§ **EXERCICE À TRAITER**: Indiquez, s'il vous plaît, si chaque affirmation s'accorde avec le texte fourni, en répondant oui ou non et en citant mot pour mot les passages décisifs : (a) l'interview a paru dans Libération le 3 mars ; (b) c'est Dominique Reynié qui interroge Christophe Forcari ; (c) selon l'interviewé, les électeurs critiquent uniquement la façon dont les majorités gouvernent.

§ **TEXTE FOURNI**:
* * * * *

Si la dissidence électorale augmente…

liberation

Libération a publié le 3 mars une interview de Dominique Reynié, spécialiste des grands mouvements de l'opinion publique. Interrogé par Christophe Forcari, il explique pourquoi, depuis quelques années, les électeurs refusent de voter ou choisissent le vote de perturbation, comme le fait le hacker informatique, pour bloquer le système.

Quelles sont les caractéristiques des dernières élections présidentielles ?

Probablement la combinaison d'un vote sanction systématique et de la montée de comportements électoraux critiques, dissidents. Les électeurs expriment à la fois leur mécontentement et donc sanctionnent la majorité sortante. A cette occasion, ils expriment à travers le vote une insatisfaction sur la manière dont fonctionnent la démocratie et la procédure électorale. Non seulement ils critiquent la façon dont les majorités gouvernent, mais aussi la manière dont elles sont désignées. La combinaison des deux me paraît caractéristique.

Comment se manifeste cette double critique ?

* * * * *

(Lignes sources)
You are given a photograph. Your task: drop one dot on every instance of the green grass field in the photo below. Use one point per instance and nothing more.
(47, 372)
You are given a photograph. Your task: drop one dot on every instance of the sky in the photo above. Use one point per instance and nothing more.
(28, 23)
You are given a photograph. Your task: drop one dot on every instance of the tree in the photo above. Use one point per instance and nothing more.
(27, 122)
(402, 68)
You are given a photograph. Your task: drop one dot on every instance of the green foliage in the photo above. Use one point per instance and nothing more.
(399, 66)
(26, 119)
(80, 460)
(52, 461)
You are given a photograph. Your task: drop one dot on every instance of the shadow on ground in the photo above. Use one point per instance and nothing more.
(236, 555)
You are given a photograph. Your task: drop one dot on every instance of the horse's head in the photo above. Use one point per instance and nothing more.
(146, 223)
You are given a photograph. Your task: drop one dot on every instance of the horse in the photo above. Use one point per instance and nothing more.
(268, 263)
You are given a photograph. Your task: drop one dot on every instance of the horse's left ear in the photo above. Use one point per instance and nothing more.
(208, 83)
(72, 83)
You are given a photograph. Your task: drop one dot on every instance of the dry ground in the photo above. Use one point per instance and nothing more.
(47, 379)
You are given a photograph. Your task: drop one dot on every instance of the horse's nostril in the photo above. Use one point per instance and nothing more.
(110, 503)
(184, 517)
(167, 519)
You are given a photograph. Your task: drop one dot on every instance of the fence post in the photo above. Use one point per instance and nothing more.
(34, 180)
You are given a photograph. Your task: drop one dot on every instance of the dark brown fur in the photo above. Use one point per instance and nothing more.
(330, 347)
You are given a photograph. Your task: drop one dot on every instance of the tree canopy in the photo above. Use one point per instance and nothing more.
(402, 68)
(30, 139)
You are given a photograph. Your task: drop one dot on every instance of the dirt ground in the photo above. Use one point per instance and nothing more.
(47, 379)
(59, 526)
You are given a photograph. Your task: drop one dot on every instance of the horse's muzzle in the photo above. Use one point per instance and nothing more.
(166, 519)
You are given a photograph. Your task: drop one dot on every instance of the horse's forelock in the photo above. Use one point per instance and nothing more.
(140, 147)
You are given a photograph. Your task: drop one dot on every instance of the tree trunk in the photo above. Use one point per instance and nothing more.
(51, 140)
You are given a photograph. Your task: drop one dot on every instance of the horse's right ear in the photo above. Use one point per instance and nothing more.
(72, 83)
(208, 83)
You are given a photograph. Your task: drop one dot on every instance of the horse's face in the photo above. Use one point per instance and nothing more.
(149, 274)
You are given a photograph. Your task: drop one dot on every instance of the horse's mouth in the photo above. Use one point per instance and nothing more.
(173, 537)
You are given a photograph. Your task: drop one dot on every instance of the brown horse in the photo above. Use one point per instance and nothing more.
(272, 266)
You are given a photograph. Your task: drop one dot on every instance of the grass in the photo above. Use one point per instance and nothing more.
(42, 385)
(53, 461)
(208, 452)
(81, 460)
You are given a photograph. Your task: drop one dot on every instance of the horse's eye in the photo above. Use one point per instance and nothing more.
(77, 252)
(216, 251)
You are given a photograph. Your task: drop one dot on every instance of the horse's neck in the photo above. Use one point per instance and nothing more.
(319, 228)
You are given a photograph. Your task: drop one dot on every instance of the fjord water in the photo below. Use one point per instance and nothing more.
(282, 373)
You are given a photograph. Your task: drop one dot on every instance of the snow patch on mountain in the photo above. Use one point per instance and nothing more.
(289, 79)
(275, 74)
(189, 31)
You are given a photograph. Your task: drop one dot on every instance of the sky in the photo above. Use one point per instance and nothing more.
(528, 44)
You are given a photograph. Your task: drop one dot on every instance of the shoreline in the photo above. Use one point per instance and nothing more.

* * * * *

§ **SOLUTION RÉDIGÉE**:
(a) Oui : « Libération a publié le 3 mars une interview de Dominique Reynié ».
(b) Non : « Interrogé par Christophe Forcari, il explique ».
(c) Non : « Non seulement ils critiquent la façon dont les majorités gouvernent, mais aussi la manière dont elles sont désignées. »